_To be done_: Format the rows below as a JSON list of strings, one string per line with blank lines left out. Start with the line that contains "of the hanging" and continue through the final line of the rows.

_Position annotation records_:
## BEGIN

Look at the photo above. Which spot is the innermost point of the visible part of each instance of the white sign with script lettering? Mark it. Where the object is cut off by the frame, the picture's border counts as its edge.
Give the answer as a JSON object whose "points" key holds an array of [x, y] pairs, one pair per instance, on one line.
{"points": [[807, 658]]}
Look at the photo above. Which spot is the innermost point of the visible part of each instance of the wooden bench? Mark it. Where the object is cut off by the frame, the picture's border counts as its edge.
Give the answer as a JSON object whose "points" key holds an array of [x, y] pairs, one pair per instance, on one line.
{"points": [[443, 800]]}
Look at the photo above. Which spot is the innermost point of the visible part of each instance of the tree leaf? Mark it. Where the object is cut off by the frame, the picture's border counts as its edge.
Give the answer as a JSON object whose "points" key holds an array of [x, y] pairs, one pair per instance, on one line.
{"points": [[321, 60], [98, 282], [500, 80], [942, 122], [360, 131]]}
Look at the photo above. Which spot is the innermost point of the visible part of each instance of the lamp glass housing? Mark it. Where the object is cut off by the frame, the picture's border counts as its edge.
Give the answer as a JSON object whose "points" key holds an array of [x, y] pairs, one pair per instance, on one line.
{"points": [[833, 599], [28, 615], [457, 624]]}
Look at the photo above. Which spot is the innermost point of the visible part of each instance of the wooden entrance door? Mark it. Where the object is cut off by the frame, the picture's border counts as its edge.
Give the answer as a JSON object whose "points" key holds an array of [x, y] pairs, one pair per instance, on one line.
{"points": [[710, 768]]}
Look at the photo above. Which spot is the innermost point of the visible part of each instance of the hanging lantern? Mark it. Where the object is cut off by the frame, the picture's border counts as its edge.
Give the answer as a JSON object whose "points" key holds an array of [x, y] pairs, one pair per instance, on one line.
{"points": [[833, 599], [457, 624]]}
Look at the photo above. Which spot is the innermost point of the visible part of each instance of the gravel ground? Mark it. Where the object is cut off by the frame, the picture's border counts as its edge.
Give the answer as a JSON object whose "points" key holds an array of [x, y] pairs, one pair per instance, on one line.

## END

_Result of the task_:
[
  "Look at the photo above. Which spot is the innermost point of the visible part of each instance of the hanging lantern? Mark it. Where the object is cut off by the frame, the picture's border counts as its edge.",
  "Give the answer as a JSON object whose \"points\" key holds an array of [x, y] pairs, one pair per instance, on one line.",
  "{\"points\": [[833, 599], [457, 624]]}",
  "Look at the photo above. Which spot is the innermost point of the visible part of each instance of the gravel ground? Mark it. Where the object is cut off by the frame, the picture's border counts as its edge.",
  "Give the answer as a JSON object whose \"points\" key holds an array of [x, y] pairs, one pair per instance, on one line."
]